OR has a great pro program, 50% off retail price, and sales of up to 65% off.  They have a great selection of gloves, too. 

------------

"One of the nice things about being around other soldiers is they will suffer your bullshit gladly, knowing sooner or later you will shut up and listen to theirs." - Jim Morris, War Story

 

"The military was strange like that. In the middle of the night you run into a major problem that requires you to put your faith in someone you never met before and probably would never see again. But that person knocks himself out to do his job and helps you get on with yours." - Harold W. Coyle, Team Yankee

I use the OR Windstopper gloves (PL400) as the thickest "contact" glove I can manipulate a weapon, flashlight, etc. with.  I use either the OR Firebrand glove shell or the jarhead mitt shell over that, depending on what I'm doing, with wrist lanyards attached.  Then you can de-glove quickly and not lose them in the snow or whatever.

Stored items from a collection
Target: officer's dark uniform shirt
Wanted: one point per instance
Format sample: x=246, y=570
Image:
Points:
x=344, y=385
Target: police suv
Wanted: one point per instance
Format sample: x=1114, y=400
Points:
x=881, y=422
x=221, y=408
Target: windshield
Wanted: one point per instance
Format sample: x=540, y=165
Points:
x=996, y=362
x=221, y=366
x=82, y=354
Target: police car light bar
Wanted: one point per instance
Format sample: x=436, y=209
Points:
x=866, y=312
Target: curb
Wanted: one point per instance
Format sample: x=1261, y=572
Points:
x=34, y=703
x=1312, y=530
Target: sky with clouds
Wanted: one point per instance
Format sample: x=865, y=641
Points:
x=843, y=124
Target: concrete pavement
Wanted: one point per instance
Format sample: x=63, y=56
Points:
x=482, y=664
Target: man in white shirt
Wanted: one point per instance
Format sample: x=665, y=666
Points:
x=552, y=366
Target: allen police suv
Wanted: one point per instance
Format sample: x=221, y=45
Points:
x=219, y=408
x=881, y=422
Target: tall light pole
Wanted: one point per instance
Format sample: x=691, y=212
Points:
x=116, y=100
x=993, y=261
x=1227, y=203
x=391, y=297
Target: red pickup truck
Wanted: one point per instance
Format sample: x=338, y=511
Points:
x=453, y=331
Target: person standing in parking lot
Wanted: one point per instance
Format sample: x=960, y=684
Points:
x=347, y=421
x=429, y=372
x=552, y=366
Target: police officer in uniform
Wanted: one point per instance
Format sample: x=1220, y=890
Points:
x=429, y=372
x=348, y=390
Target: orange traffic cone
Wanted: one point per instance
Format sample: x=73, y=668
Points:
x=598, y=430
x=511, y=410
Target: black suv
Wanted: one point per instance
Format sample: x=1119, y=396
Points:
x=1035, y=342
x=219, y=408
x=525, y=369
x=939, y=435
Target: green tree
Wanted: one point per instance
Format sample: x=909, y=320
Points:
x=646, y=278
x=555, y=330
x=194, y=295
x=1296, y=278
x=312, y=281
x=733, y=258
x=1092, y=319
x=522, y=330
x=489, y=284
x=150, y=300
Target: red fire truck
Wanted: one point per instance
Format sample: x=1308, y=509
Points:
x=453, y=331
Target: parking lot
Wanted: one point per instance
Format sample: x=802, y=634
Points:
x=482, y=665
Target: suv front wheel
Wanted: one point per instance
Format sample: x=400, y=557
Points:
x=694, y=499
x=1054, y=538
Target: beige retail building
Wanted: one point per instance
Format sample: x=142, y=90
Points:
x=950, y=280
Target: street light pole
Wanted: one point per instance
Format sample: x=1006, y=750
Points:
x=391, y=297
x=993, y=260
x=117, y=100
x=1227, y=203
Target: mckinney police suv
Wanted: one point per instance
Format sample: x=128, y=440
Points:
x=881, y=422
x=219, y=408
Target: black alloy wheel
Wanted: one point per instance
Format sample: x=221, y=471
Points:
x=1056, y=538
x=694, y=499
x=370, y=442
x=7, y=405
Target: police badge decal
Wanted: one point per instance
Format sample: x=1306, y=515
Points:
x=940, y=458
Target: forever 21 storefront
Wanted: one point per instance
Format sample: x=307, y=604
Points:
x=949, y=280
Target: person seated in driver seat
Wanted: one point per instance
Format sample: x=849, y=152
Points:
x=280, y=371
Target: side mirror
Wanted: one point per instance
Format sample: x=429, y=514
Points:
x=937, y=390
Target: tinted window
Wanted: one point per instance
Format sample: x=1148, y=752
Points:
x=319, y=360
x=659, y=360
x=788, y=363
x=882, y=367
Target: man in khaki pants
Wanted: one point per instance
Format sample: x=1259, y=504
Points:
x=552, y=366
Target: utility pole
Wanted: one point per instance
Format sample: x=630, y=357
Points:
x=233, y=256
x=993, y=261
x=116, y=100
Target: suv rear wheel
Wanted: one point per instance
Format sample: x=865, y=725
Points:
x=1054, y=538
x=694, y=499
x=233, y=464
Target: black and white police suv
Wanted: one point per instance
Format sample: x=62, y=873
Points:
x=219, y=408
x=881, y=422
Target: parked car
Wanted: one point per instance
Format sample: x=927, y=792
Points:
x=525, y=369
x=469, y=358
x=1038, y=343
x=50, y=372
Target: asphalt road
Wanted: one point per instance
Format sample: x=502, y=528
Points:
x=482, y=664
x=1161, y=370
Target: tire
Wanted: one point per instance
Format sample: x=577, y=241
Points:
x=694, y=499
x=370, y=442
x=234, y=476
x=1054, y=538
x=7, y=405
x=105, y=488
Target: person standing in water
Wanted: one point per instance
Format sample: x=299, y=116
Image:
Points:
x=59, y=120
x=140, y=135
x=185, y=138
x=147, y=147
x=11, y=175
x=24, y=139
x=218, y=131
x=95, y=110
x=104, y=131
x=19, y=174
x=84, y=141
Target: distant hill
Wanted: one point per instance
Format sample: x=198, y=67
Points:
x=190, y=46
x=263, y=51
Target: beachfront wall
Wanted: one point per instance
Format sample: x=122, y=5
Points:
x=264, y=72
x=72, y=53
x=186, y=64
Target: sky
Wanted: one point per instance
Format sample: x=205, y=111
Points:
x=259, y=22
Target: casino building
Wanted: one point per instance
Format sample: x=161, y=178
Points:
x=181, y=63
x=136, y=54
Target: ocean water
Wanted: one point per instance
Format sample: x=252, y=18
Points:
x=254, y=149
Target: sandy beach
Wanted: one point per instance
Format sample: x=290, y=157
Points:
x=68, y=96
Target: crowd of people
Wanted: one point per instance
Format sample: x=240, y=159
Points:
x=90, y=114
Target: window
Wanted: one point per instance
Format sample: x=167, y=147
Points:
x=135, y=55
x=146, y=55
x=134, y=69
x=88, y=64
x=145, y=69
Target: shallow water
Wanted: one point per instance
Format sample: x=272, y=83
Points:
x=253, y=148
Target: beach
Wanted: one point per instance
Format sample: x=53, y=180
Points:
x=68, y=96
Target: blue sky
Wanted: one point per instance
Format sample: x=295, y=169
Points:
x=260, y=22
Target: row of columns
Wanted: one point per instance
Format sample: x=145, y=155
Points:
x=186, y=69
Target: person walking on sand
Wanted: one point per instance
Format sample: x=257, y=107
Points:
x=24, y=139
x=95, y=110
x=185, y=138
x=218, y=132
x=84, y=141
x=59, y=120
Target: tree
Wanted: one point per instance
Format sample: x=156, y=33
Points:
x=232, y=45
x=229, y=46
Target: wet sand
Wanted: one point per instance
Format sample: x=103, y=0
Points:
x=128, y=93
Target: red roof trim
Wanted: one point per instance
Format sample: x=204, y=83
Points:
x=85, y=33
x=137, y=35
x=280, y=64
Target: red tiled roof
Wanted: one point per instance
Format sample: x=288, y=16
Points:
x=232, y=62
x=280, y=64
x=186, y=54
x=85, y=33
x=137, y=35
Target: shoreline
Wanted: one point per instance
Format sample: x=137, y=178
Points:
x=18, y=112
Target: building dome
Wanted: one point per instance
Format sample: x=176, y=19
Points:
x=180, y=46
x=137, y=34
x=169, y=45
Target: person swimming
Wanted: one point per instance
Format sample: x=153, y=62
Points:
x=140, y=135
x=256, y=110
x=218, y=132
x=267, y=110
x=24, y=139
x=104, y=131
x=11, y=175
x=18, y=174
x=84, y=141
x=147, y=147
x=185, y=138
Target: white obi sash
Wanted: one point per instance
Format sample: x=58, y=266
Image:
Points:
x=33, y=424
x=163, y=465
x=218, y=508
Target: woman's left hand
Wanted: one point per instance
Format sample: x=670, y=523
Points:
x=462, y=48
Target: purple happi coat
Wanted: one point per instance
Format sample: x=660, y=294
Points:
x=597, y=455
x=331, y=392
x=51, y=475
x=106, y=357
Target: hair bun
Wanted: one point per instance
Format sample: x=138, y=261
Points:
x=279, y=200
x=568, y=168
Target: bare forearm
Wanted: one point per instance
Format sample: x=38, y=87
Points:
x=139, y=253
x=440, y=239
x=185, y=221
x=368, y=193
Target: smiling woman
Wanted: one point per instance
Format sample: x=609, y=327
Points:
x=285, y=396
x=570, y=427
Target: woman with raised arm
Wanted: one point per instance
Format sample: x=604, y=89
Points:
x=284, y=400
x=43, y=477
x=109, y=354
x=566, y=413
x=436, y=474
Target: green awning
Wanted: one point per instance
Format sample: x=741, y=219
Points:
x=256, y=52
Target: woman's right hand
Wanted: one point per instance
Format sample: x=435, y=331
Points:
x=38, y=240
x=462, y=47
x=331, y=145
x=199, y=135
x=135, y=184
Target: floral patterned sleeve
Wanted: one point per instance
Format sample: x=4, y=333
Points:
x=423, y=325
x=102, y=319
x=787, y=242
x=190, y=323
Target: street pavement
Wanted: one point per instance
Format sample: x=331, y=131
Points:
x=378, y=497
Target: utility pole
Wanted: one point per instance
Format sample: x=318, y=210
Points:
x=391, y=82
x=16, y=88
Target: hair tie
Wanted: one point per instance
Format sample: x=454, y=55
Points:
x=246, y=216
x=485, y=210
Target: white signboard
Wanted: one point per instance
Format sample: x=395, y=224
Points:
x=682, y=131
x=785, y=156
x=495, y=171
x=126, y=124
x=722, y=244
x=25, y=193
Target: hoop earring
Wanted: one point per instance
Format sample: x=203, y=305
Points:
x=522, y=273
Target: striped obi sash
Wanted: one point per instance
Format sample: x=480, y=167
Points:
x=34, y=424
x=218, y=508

AIM 1: In the text on gloves, which glove does the writer use as the thickest "contact" glove for handling a weapon or flashlight?
AIM 2: Convert the part of the records that opens with the line containing "Target: curb" and closes with the line containing "x=843, y=124" into a JSON list of strings, one string per line, omitting blank lines.

EXERCISE ANSWER 1: The OR Windstopper gloves (PL400).

EXERCISE ANSWER 2:
[
  "Target: curb",
  "Wanted: one point per instance",
  "Format sample: x=1261, y=572",
  "Points:",
  "x=34, y=703",
  "x=1312, y=530",
  "Target: sky with clouds",
  "Wanted: one point per instance",
  "Format sample: x=865, y=641",
  "Points:",
  "x=843, y=124"
]